## begin Supplied material

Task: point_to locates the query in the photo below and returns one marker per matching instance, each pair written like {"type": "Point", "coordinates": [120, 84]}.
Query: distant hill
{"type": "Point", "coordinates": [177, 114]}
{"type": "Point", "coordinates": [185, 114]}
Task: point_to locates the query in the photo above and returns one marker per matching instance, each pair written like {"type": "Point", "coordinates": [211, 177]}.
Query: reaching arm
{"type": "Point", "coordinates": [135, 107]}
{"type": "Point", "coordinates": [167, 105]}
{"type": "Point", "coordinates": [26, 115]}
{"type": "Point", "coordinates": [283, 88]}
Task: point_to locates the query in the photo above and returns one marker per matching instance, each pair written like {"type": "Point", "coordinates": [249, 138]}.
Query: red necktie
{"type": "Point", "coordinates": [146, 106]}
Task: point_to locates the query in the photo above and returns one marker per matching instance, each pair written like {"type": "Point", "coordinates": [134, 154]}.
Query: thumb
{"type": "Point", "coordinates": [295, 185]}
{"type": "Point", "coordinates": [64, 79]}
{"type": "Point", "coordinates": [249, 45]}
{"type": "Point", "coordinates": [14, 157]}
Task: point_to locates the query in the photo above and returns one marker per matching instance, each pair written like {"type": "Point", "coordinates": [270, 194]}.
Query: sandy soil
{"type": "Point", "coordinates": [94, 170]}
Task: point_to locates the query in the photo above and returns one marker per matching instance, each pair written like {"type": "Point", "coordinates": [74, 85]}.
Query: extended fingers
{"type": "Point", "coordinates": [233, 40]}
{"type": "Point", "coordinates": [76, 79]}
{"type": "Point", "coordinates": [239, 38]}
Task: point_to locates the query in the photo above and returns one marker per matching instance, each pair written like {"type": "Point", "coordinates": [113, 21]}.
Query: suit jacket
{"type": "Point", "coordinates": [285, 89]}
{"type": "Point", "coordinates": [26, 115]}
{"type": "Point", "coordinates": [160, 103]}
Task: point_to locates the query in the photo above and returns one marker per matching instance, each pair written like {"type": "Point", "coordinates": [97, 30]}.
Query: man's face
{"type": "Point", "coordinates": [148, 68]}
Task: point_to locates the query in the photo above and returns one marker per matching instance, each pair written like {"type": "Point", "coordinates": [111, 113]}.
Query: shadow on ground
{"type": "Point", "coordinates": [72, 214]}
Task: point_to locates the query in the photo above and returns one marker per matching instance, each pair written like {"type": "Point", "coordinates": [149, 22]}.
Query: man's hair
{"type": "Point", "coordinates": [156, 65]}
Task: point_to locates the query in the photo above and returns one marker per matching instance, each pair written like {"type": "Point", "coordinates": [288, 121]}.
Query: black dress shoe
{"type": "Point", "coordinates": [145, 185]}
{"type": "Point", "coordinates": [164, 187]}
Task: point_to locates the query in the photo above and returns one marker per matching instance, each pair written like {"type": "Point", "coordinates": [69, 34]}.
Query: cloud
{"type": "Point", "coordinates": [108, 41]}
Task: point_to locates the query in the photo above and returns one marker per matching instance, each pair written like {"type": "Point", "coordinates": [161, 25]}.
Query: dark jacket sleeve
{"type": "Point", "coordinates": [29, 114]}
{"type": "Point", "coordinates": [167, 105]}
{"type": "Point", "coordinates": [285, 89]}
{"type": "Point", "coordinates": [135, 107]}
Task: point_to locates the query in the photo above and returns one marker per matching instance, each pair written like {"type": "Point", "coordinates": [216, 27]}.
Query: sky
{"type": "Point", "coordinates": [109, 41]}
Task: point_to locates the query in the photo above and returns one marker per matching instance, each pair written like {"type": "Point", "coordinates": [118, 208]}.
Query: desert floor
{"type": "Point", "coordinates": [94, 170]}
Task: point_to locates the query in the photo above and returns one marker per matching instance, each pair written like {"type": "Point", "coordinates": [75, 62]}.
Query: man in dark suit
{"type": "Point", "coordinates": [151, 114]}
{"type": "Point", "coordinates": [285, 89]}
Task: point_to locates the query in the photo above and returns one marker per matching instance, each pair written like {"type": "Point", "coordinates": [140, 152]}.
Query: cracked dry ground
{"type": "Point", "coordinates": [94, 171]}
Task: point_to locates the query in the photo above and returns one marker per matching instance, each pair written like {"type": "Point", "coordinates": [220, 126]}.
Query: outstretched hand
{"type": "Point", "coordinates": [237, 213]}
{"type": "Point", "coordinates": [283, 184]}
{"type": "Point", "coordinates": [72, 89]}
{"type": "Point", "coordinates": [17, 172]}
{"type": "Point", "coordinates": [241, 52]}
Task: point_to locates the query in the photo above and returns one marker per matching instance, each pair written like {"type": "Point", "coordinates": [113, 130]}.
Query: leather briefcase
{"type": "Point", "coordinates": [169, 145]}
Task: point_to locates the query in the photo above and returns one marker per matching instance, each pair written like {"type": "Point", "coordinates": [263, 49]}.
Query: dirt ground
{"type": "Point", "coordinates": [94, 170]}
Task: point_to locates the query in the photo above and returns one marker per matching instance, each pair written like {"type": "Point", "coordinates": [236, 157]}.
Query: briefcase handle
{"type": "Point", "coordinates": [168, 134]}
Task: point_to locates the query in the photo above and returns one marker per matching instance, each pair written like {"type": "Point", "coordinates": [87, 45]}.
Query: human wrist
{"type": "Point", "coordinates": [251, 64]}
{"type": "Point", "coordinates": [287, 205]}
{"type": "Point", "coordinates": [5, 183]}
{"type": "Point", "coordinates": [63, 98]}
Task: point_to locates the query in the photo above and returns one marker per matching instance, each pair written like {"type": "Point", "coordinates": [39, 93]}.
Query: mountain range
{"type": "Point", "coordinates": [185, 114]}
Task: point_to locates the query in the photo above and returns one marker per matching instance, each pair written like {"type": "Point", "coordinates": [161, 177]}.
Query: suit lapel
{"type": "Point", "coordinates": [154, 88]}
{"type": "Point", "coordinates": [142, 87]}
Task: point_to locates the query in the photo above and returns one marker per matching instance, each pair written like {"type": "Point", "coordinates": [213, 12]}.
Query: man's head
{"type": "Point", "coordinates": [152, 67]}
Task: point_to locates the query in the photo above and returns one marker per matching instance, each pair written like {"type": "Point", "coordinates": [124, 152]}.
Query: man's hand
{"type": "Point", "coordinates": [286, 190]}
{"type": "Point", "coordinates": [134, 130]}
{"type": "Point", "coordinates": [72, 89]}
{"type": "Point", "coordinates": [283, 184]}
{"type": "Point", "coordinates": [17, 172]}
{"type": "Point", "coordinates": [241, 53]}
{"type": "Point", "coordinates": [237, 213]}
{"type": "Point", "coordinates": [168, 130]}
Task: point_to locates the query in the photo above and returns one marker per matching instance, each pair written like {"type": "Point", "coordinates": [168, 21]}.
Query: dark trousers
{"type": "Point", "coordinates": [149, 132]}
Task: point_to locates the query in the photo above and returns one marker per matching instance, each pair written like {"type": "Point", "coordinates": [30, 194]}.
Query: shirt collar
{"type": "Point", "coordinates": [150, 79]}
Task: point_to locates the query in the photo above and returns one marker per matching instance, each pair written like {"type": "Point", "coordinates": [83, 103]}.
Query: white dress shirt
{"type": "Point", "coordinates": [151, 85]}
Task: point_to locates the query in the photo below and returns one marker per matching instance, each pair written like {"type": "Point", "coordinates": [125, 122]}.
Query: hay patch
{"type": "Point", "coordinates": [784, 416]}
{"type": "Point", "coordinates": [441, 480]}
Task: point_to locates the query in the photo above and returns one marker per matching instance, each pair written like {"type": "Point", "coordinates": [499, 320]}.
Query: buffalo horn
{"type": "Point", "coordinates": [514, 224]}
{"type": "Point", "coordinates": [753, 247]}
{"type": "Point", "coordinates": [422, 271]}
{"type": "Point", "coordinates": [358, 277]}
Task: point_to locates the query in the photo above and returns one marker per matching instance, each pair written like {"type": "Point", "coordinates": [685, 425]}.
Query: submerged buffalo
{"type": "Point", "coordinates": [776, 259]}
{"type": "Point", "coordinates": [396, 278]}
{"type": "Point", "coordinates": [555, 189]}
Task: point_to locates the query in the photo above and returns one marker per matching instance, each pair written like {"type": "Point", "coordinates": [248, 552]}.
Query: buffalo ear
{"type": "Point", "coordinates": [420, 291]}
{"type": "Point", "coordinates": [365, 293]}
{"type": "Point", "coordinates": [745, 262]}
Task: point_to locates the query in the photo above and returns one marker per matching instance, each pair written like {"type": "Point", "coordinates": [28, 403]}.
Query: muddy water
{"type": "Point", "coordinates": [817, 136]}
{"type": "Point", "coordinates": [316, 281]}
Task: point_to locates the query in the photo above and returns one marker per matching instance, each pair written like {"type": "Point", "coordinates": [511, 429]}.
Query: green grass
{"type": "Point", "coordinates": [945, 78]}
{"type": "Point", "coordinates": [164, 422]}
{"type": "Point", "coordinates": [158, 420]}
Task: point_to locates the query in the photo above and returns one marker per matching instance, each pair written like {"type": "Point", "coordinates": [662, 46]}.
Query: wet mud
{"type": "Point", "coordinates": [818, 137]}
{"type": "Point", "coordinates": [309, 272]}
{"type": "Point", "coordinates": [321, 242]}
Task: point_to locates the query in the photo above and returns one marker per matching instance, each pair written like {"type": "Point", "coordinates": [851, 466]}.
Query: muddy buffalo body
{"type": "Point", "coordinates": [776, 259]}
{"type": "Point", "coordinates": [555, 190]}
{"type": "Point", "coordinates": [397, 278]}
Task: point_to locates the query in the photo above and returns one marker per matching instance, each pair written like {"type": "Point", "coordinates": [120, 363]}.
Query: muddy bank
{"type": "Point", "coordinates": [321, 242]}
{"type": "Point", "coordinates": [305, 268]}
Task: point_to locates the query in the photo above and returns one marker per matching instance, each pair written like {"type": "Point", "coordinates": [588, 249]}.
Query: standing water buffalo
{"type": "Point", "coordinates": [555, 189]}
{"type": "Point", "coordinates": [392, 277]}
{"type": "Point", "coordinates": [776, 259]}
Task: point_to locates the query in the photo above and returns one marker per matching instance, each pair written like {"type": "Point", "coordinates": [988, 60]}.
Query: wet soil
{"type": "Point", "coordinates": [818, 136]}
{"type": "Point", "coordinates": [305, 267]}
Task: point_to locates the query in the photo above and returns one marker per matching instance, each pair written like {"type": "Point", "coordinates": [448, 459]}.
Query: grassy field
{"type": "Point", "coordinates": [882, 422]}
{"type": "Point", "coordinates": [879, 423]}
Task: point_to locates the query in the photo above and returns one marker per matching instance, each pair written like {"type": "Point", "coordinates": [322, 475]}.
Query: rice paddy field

## end Supplied material

Aim
Pull out each line of the entries above that contains the string "briefcase", and treat uppercase and lowercase as different.

Answer
Query: leather briefcase
Query: briefcase handle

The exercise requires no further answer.